Exercise instructions
In how many lines of the records below does the word "pointer" appear? Answer with the number alone.

[Stored data entries]
☆ ☆ ☆ ☆
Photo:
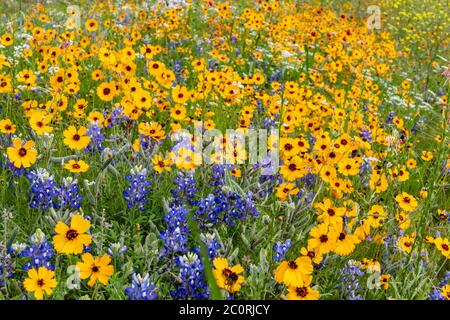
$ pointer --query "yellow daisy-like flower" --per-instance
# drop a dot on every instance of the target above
(406, 201)
(72, 239)
(226, 277)
(296, 273)
(76, 139)
(303, 292)
(76, 166)
(22, 154)
(95, 268)
(6, 126)
(39, 281)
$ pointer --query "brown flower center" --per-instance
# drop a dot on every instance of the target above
(22, 152)
(302, 291)
(230, 276)
(71, 234)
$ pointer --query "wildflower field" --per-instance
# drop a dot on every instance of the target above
(265, 150)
☆ ☆ ☆ ☆
Task solution
3